**REQUIRED WORK**
Pick out each line of the data below that contains the string "yellow". Matches must agree in case.

**EXCERPTED DATA**
>> START

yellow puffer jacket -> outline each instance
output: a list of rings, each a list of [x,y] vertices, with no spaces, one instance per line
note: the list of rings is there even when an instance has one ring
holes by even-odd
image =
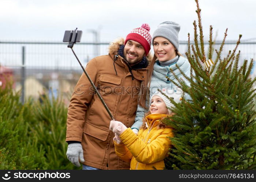
[[[131,170],[164,169],[163,159],[167,156],[173,134],[170,128],[158,128],[159,120],[167,115],[150,114],[146,117],[147,129],[140,129],[138,136],[130,128],[120,135],[123,143],[115,141],[116,153],[122,160],[129,161]],[[161,123],[162,124],[162,123]]]

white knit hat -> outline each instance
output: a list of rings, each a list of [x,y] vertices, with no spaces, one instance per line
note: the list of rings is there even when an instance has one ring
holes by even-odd
[[[181,90],[179,89],[178,90],[176,90],[173,89],[166,89],[165,88],[163,88],[161,91],[168,97],[173,99],[176,103],[178,103],[182,100],[182,94],[183,92]],[[166,96],[158,90],[153,94],[153,95],[150,98],[150,100],[152,99],[153,96],[156,95],[159,96],[162,98],[163,102],[165,103],[165,105],[166,105],[167,107],[170,108],[171,107],[174,106],[174,105],[171,102],[171,101],[170,101],[169,98],[167,98]],[[168,111],[169,114],[170,114],[172,113],[171,111],[169,109],[168,110]]]

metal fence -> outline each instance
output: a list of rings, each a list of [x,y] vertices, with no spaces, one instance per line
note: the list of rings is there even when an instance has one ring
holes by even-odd
[[[226,42],[223,56],[232,50],[236,43],[236,41]],[[218,50],[221,43],[216,41],[215,49]],[[186,41],[180,42],[179,52],[184,55],[187,44]],[[73,49],[85,67],[93,58],[108,54],[109,44],[80,43],[75,45]],[[206,52],[207,46],[206,43]],[[240,64],[245,59],[256,58],[256,42],[241,42],[238,50],[241,51]],[[151,53],[153,52],[151,48]],[[63,43],[0,41],[0,66],[13,72],[14,87],[16,90],[22,90],[23,102],[29,96],[38,99],[41,94],[56,96],[61,93],[66,95],[64,98],[67,103],[82,72],[72,51],[67,48],[67,44]],[[253,70],[252,75],[254,77],[256,74]]]

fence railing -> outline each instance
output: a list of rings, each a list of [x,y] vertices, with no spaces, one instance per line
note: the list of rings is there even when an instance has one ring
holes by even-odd
[[[221,43],[216,41],[214,49],[218,50]],[[226,41],[222,55],[226,55],[236,43],[236,41]],[[187,41],[180,41],[179,51],[184,55],[187,51]],[[73,49],[85,66],[93,58],[108,54],[109,44],[79,43]],[[208,45],[206,42],[206,52]],[[153,54],[152,48],[150,52]],[[256,58],[256,42],[242,42],[238,49],[241,51],[240,64],[245,59]],[[53,94],[55,96],[60,93],[70,95],[82,72],[72,51],[67,48],[67,44],[62,42],[0,41],[0,66],[12,71],[14,87],[16,90],[22,90],[22,101],[30,96],[38,99],[40,94],[52,96]],[[256,71],[254,72],[253,70],[252,72],[253,77],[256,75]],[[69,96],[66,96],[67,103]]]

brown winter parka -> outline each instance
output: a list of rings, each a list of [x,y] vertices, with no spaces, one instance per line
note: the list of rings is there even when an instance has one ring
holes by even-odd
[[[86,70],[116,120],[127,127],[134,123],[141,82],[147,68],[129,71],[125,60],[114,58],[121,39],[110,46],[109,54],[90,61]],[[84,73],[75,86],[68,112],[66,141],[81,142],[85,162],[83,164],[101,169],[129,169],[130,164],[115,153],[113,138],[109,130],[110,117]]]

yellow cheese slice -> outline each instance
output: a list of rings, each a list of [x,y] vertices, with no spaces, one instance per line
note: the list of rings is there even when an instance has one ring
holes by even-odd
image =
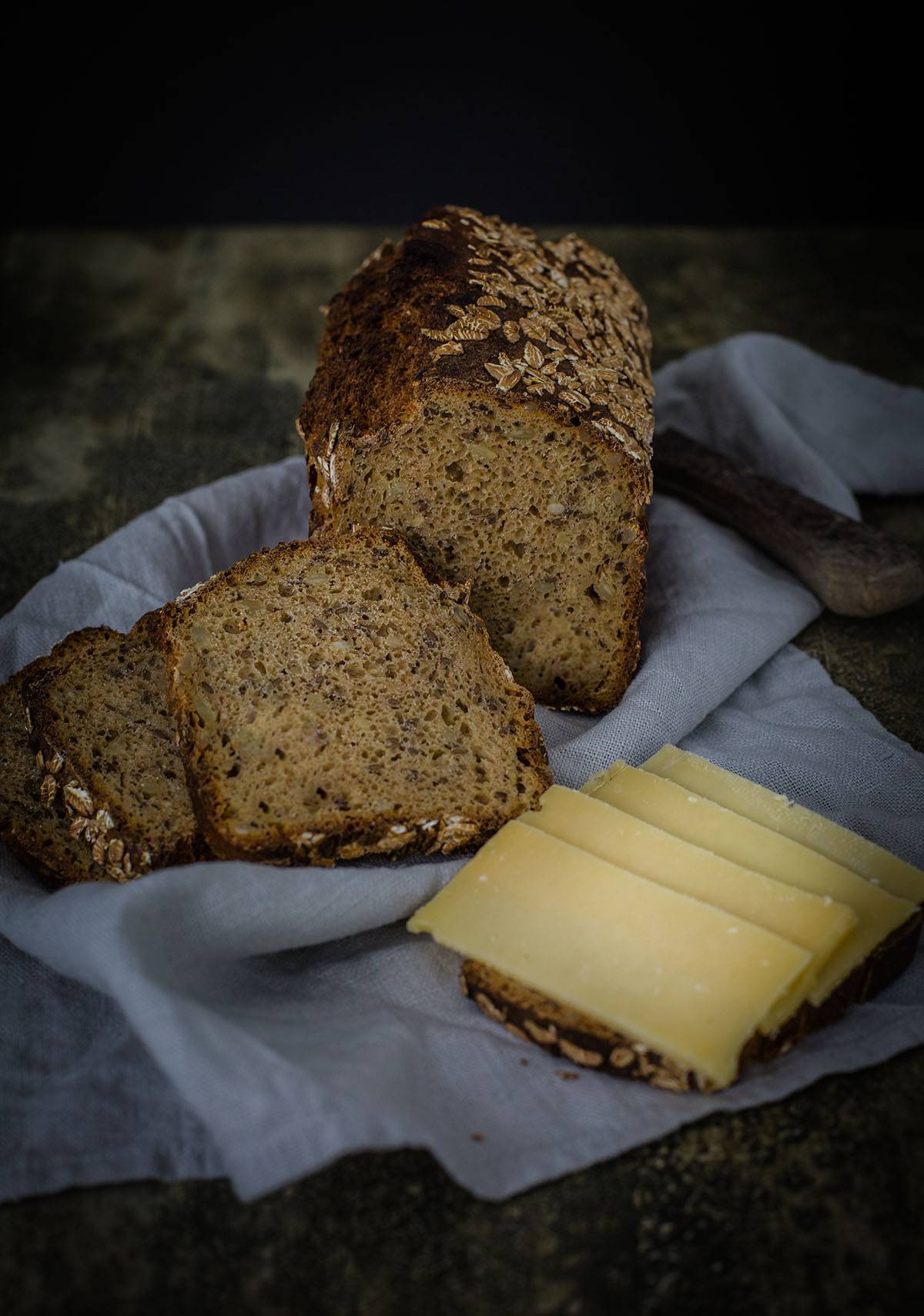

>> END

**IN RESPONSE**
yellow puffer jacket -> outline each instance
yellow cheese slice -> outline each instance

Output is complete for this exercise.